= Travail demandé =
a) Restituez à l'identique le passage du texte sur le jeûne du ramadan qui va de « Par Yacine Temlali » jusqu'à « paisible au Royaume. » inclus.
b) Dans le texte sur le jeûne du ramadan, quel article du Code pénal voit son maintien en vigueur mis en question ?
c) D'après le texte sur le jeûne du ramadan, qu'est-ce que l'article 222 du Code pénal viole ? Énumérez tout ce que le texte mentionne.

= Texte de lecture =
□ □ □ □

Honorer ramadan en ne forçant plus au jeûne public ! (opinion)

Par Yacine Temlali
mai 18, 2017
Honorer ramadan en ne forçant plus au jeûne public ! (opinion)

 

En islam, la foi même est libre, puisque Dieu autorise de ne pas croire si la croyance en lui et en son unicité n’est pas la manifestation d’une libre conviction. Que dire alors du jeûne ? La rupture du jeûne en public est bel et bien admise en islam vrai ; c’est sa sanction qui est une violation de l’esprit et de la lettre islamiques*.

 

  

À quelques jours du début de ramadan se pose comme chaque année, mais de manière encore plus lancinante et cruciale, la question du maintien en vigueur de l’article 222 du Code pénal qui viole tout autant le droit que la religion, la paix sociale et le vivre-ensemble paisible au Royaume.

□ □ □ □

= Données extraites =
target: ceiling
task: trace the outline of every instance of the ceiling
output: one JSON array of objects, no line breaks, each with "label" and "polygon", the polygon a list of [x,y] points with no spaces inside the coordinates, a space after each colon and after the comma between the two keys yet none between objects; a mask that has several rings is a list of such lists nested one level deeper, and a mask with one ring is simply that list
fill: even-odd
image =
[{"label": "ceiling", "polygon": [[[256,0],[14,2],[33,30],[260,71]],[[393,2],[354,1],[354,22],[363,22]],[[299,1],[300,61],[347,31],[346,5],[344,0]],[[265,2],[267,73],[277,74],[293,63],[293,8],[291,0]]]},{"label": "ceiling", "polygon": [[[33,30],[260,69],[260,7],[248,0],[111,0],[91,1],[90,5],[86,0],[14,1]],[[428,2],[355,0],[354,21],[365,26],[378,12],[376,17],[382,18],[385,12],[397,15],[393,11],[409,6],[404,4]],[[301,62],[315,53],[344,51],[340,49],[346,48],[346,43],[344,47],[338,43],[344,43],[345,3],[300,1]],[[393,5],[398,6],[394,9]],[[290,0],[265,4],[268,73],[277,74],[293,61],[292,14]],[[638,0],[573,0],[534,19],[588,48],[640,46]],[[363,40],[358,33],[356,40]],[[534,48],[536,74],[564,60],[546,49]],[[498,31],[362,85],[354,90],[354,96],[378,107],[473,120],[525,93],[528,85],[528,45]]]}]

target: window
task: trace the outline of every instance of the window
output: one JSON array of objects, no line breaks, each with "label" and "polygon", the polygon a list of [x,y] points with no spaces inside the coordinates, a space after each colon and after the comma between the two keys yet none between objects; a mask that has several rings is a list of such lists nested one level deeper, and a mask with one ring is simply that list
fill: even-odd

□ □ □ □

= Réponses attendues =
a)
Par Yacine Temlali
mai 18, 2017
Honorer ramadan en ne forçant plus au jeûne public ! (opinion)

 

En islam, la foi même est libre, puisque Dieu autorise de ne pas croire si la croyance en lui et en son unicité n’est pas la manifestation d’une libre conviction. Que dire alors du jeûne ? La rupture du jeûne en public est bel et bien admise en islam vrai ; c’est sa sanction qui est une violation de l’esprit et de la lettre islamiques*.

 

  

À quelques jours du début de ramadan se pose comme chaque année, mais de manière encore plus lancinante et cruciale, la question du maintien en vigueur de l’article 222 du Code pénal qui viole tout autant le droit que la religion, la paix sociale et le vivre-ensemble paisible au Royaume.

b) L'article 222 du Code pénal.

c)
- le droit
- la religion
- la paix sociale
- le vivre-ensemble paisible au Royaume